(Data extracted from a collection)
# # # # #
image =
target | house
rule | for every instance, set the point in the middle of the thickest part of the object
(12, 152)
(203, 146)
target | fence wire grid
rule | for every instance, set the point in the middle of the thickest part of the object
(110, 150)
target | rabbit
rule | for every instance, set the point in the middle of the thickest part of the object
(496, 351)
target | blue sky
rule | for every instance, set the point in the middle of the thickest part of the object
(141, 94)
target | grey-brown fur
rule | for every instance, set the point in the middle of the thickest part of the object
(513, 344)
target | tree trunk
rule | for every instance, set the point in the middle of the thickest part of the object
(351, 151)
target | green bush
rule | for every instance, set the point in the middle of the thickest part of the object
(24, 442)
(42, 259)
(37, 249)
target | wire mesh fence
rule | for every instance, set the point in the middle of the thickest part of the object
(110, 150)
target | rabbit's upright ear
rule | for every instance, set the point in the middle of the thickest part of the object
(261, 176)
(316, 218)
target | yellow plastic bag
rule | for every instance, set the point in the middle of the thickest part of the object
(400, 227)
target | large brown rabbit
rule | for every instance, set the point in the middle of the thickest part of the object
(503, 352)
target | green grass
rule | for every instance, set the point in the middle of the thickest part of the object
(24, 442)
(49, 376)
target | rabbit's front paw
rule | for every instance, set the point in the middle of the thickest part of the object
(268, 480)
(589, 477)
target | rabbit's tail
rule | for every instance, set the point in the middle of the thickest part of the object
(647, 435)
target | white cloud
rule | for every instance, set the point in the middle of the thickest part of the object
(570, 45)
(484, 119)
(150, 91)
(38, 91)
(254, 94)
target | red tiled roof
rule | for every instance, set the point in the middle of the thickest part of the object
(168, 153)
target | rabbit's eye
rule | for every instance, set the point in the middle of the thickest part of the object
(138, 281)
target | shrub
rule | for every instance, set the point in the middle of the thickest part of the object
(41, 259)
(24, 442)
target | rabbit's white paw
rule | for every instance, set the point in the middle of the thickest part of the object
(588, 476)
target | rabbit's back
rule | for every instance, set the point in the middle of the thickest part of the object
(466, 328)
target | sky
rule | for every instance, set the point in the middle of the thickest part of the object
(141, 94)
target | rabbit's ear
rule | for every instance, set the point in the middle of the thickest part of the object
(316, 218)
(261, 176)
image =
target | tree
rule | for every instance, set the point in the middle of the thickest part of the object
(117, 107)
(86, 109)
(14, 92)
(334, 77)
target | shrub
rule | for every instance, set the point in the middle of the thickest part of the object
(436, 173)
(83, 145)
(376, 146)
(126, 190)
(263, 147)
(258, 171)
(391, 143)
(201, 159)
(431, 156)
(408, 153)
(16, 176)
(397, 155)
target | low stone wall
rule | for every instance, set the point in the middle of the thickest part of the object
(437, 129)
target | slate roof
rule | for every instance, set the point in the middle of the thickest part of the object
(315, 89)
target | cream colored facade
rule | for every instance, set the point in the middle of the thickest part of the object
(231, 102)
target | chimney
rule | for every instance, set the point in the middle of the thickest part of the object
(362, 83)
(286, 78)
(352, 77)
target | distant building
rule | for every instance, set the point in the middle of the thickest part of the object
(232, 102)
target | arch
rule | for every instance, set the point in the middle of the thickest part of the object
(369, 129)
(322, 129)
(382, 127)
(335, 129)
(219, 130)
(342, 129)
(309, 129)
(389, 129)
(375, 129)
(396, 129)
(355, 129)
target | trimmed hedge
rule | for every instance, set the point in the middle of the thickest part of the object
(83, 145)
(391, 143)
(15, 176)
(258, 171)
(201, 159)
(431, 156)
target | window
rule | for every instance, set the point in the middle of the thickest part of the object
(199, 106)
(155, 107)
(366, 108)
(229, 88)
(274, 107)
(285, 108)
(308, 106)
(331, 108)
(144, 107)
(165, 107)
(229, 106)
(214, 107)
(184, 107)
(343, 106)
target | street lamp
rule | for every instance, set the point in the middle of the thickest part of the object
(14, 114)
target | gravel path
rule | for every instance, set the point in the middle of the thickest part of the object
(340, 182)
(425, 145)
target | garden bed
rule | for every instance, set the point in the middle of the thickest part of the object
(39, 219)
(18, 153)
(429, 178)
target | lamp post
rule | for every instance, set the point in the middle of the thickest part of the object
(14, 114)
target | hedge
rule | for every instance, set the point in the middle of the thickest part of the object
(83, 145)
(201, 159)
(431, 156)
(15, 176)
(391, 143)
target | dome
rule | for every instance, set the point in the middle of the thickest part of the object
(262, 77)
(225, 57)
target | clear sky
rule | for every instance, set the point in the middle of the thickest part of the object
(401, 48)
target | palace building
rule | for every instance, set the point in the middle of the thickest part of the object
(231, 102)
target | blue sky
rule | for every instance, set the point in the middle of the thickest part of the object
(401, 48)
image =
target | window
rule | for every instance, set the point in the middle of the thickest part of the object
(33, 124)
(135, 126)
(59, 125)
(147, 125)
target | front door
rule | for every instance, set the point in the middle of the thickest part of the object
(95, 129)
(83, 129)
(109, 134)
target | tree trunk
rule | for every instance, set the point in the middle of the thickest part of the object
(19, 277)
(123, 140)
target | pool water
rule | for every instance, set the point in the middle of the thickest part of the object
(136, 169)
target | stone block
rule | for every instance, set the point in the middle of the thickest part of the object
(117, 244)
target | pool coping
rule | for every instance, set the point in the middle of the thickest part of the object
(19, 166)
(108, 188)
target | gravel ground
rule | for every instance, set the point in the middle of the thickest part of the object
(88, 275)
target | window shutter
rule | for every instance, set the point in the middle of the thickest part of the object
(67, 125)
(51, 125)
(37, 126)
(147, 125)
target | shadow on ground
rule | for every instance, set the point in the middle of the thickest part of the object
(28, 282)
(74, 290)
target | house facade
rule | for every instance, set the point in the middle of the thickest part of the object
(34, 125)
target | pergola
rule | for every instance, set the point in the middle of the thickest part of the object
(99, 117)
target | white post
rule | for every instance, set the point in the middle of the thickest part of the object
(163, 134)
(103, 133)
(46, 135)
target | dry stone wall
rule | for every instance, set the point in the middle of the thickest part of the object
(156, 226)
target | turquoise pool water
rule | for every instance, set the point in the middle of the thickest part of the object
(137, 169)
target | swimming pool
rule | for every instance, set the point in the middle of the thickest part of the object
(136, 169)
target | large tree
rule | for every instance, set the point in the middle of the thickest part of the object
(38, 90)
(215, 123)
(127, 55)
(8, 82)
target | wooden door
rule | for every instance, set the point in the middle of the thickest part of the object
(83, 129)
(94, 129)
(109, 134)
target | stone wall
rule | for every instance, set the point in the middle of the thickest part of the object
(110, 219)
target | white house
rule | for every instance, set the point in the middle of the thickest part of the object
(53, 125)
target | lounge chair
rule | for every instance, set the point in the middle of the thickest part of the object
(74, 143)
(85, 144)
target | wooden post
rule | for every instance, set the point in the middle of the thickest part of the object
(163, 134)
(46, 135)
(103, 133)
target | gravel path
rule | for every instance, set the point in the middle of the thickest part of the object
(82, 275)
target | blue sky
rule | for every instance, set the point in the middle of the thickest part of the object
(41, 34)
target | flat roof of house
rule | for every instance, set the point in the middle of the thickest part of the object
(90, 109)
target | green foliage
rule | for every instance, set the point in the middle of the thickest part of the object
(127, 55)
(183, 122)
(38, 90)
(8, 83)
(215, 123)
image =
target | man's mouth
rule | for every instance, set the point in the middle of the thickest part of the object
# # # # #
## Work to do
Above are the records; retype every one exactly.

## Result
image =
target | house
rule | for every instance, set the point in the middle of the thickest part of the object
(12, 152)
(203, 146)
target | fence wire grid
rule | for every instance, set the point in the middle of the thickest part of the object
(110, 150)
target | rabbit
rule | for every instance, set the point in the middle of the thickest part of the object
(496, 351)
target | blue sky
rule | for every instance, set the point in the middle of the thickest part of the object
(141, 94)
target | grey-brown fur
rule | for every instance, set the point in the middle of the thickest part of the object
(513, 344)
target | tree trunk
rule | for every instance, set the point in the middle of the thickest part of the object
(351, 151)
target | green bush
rule | for every instance, set the point in the middle of the thickest part of the object
(24, 442)
(42, 259)
(37, 249)
target | wire mesh fence
rule | for every instance, set the point in the middle of the thickest part of the object
(110, 150)
target | rabbit's upright ear
rule | for every instance, set the point in the middle of the thickest part of the object
(261, 176)
(316, 218)
target | yellow plastic bag
rule | for every instance, set the point in the middle of the thickest part of the object
(400, 227)
target | large brown rabbit
rule | for every instance, set the point in the middle of the thickest part of the object
(503, 352)
target | green grass
rule | for every instance, set the point in the middle of the thickest part of the object
(24, 442)
(49, 376)
target | rabbit's front paw
rule | for every instance, set the point in the middle of the thickest part of the object
(268, 480)
(589, 477)
target | rabbit's tail
rule | for every instance, set the point in the middle of the thickest part of the object
(647, 435)
target | white cloud
rule | for every instance, set the point in the middle of the thickest part of the object
(570, 45)
(484, 119)
(150, 91)
(38, 91)
(254, 94)
target | red tiled roof
rule | for every instance, set the point in the middle of the thickest part of the object
(168, 153)
target | rabbit's eye
rule | for every instance, set the point in the middle of the thickest part of the object
(138, 281)
target | shrub
rule | for every instance, set the point in the middle of the thickest part of the object
(41, 259)
(24, 442)
target | rabbit's white paw
rule | for every instance, set the point in the middle of the thickest part of the object
(588, 476)
target | rabbit's back
rule | for every instance, set the point in the middle of the thickest part of the object
(466, 328)
target | sky
rule | for every instance, set the point in the middle of the thickest part of the object
(141, 94)
target | rabbit's ear
rule | for every instance, set the point in the middle of the thickest part of the object
(316, 218)
(261, 176)
image =
target | tree
rule | for every instance, set the point in the middle of the thickest part of the object
(117, 107)
(86, 109)
(14, 92)
(334, 77)
target | shrub
rule | for every instance, set the point in the middle of the thickest part of the object
(436, 173)
(83, 145)
(376, 146)
(126, 190)
(263, 147)
(258, 171)
(391, 143)
(201, 159)
(431, 156)
(408, 153)
(16, 176)
(397, 155)
target | low stone wall
rule | for every instance, set the point in the middle of the thickest part of the object
(437, 129)
target | slate roof
rule | for every instance, set the point in the middle of the thickest part of the object
(315, 89)
target | cream colored facade
rule | for every instance, set the point in the middle of the thickest part of the object
(231, 102)
target | chimney
rule | for every instance, set the point in the middle of the thickest part of the object
(362, 83)
(286, 78)
(352, 77)
target | distant building
rule | for every instance, set the point in the middle of the thickest part of the object
(232, 102)
target | arch
rule | for every instance, set the point in the middle of the thickest part of the object
(369, 129)
(322, 129)
(382, 127)
(335, 129)
(219, 130)
(342, 129)
(309, 129)
(389, 129)
(375, 129)
(396, 129)
(355, 129)
target | trimmed hedge
rule | for every instance, set the point in the middle of the thickest part of the object
(83, 145)
(391, 143)
(15, 176)
(258, 171)
(201, 159)
(431, 156)
target | window
rule | for every instance, set the point in the middle of the thickest part of the object
(199, 106)
(155, 107)
(366, 108)
(229, 88)
(274, 107)
(285, 108)
(308, 106)
(331, 108)
(144, 107)
(165, 107)
(229, 106)
(214, 107)
(184, 107)
(343, 106)
target | street lamp
rule | for every instance, set the point in the middle of the thickest part of the object
(14, 114)
target | gravel path
rule | for every instance, set the point in the middle of the thickest part of the object
(340, 182)
(425, 145)
target | garden bed
rule | for every instance, set the point in the middle of the thickest part of the object
(39, 219)
(18, 153)
(429, 178)
target | lamp post
rule | for every instance, set the point in the middle of the thickest part of the object
(14, 114)
target | hedge
rule | for every instance, set the point in the middle of the thickest part of the object
(83, 145)
(201, 159)
(431, 156)
(15, 176)
(391, 143)
target | dome
rule | for every instance, set the point in the middle of the thickest part of the object
(262, 77)
(225, 57)
target | clear sky
rule | for every instance, set the point in the middle of the thickest part of the object
(401, 48)
target | palace building
rule | for every instance, set the point in the middle of the thickest part of the object
(231, 102)
target | blue sky
rule | for every instance, set the point in the middle of the thickest part of the object
(401, 48)
image =
target | window
rule | for every instance, set the point in the middle of the thickest part of the object
(33, 124)
(135, 126)
(59, 125)
(147, 125)
target | front door
rule | for every instance, set the point in the middle of the thickest part of the object
(95, 129)
(83, 129)
(109, 134)
target | tree trunk
rule | for every instance, set the point in the middle of the thickest part of the object
(19, 277)
(123, 140)
target | pool water
rule | for every instance, set the point in the middle of the thickest part of the object
(136, 169)
target | stone block
rule | for every instance, set the point in the middle of the thickest part of the object
(117, 244)
target | pool coping
rule | for every instance, set the point in the middle of the thickest part of the object
(19, 166)
(108, 188)
target | gravel ground
rule | for every instance, set the point in the middle of the thickest part of the object
(88, 275)
target | window shutter
rule | for every instance, set the point in the middle of the thickest part of the object
(67, 125)
(51, 125)
(37, 126)
(147, 125)
target | shadow on ground
rule | for every instance, set the point in the middle of the thickest part of the object
(28, 282)
(74, 290)
target | house facade
rule | for every instance, set the point in the middle of the thickest part of the object
(34, 125)
target | pergola
rule | for every instance, set the point in the middle of the thickest part of the object
(99, 117)
target | white post
rule | for every instance, set the point in the middle of the thickest part of the object
(163, 134)
(103, 133)
(46, 135)
target | dry stone wall
rule | for every instance, set the point in the middle of the thickest part of the object
(156, 226)
target | turquoise pool water
rule | for every instance, set the point in the middle of the thickest part of the object
(137, 169)
target | swimming pool
rule | for every instance, set the point in the middle of the thickest part of the object
(136, 169)
target | large tree
rule | for every instance, set the point in the middle of the thickest part of the object
(38, 90)
(215, 123)
(127, 55)
(8, 82)
target | wooden door
rule | for every instance, set the point in the middle of the thickest part of the object
(83, 129)
(94, 129)
(109, 134)
target | stone wall
rule | for every instance, set the point in the middle of the thickest part of the object
(110, 219)
target | white house
rule | for every instance, set the point in the middle of the thickest part of the object
(53, 125)
target | lounge chair
rule | for every instance, set the point in the middle of the thickest part of the object
(74, 143)
(85, 144)
target | wooden post
rule | for every instance, set the point in the middle of the thickest part of the object
(163, 134)
(46, 135)
(103, 133)
target | gravel path
rule | for every instance, set the point in the middle of the thickest part of the object
(82, 275)
target | blue sky
rule | for every instance, set the point in the middle of the thickest part of the object
(41, 34)
target | flat roof of house
rule | for every instance, set the point in the middle of the thickest part of the object
(90, 109)
target | green foliage
rule | for every instance, set the point in the middle of the thickest part of the object
(127, 55)
(183, 122)
(38, 90)
(8, 83)
(215, 123)
image =
target | man's mouth
rule | for every instance, set the point in the middle of the thickest part of the object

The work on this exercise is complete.